►

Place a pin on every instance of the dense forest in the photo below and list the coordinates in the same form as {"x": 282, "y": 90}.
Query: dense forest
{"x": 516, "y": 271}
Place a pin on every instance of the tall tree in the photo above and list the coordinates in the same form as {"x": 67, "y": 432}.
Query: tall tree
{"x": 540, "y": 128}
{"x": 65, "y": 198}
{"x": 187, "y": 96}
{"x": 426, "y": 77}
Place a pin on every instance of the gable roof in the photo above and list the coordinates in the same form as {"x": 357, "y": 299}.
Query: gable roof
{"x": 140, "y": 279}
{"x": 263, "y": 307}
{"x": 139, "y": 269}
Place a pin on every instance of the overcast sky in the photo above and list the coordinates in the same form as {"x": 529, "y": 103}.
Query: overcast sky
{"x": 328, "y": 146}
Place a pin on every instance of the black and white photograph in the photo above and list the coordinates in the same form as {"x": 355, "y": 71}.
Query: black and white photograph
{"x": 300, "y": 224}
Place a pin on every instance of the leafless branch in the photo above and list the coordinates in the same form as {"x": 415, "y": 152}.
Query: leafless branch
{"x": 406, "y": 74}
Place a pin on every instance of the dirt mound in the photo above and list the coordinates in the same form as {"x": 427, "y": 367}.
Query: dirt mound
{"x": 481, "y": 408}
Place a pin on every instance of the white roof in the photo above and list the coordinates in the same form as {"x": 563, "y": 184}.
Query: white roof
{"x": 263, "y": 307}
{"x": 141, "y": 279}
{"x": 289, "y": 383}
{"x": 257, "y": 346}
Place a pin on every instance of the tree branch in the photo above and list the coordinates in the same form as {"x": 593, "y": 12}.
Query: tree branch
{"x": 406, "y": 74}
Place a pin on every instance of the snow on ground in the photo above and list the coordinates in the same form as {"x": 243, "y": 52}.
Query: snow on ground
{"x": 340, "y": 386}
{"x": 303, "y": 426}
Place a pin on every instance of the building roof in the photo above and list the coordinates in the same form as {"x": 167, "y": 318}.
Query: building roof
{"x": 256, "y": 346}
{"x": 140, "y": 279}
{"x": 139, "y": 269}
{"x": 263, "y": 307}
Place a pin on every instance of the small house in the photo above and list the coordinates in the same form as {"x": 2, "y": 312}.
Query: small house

◄

Restate all of the entries exactly, please.

Response below:
Place a pin on every instance of the dense forest in the photo below and list the coordinates in the same form as {"x": 282, "y": 90}.
Query: dense forest
{"x": 516, "y": 271}
Place a pin on every instance of the tall tree in the photo above and list the coordinates in the same form as {"x": 67, "y": 432}.
Query: tall tree
{"x": 540, "y": 128}
{"x": 65, "y": 198}
{"x": 187, "y": 96}
{"x": 426, "y": 77}
Place a pin on every instance of the gable roof in the photo above and list the coordinates in the same form as {"x": 357, "y": 299}.
Query: gable roof
{"x": 140, "y": 279}
{"x": 263, "y": 307}
{"x": 139, "y": 269}
Place a pin on every instance of the overcast sky in the photo above and list the coordinates in the same form as {"x": 529, "y": 103}.
Query: overcast sky
{"x": 328, "y": 146}
Place a pin on every instance of the black and white photograph in the photo above and list the coordinates in the same form as {"x": 355, "y": 71}.
Query: black and white photograph
{"x": 300, "y": 224}
Place a pin on every instance of the leafless branch in the photo above and list the coordinates in the same form as {"x": 415, "y": 152}.
Query: leafless branch
{"x": 406, "y": 74}
Place a pin on every instance of the dirt mound in the photo above and list the coordinates in the same form as {"x": 427, "y": 367}.
Query: dirt mound
{"x": 481, "y": 408}
Place a pin on every instance of the white roof in the photo above and list the coordinates in the same form as {"x": 563, "y": 184}.
Query: white roof
{"x": 263, "y": 307}
{"x": 141, "y": 279}
{"x": 289, "y": 383}
{"x": 257, "y": 346}
Place a pin on every instance of the tree branch in the photo above and list the coordinates in the same form as {"x": 593, "y": 12}.
Query: tree branch
{"x": 406, "y": 74}
Place a pin on every instance of the snow on ground in the photo above and list the coordinates in the same form as {"x": 243, "y": 52}.
Query: snow on ground
{"x": 340, "y": 386}
{"x": 303, "y": 426}
Place a pin on every instance of the building roof in the photo above and list the coordinates in the same form as {"x": 167, "y": 318}.
Query: building roof
{"x": 256, "y": 346}
{"x": 140, "y": 279}
{"x": 139, "y": 269}
{"x": 263, "y": 307}
Place a pin on every instance of the small house in the photo above and list the coordinates in the same form as {"x": 2, "y": 312}.
Query: small house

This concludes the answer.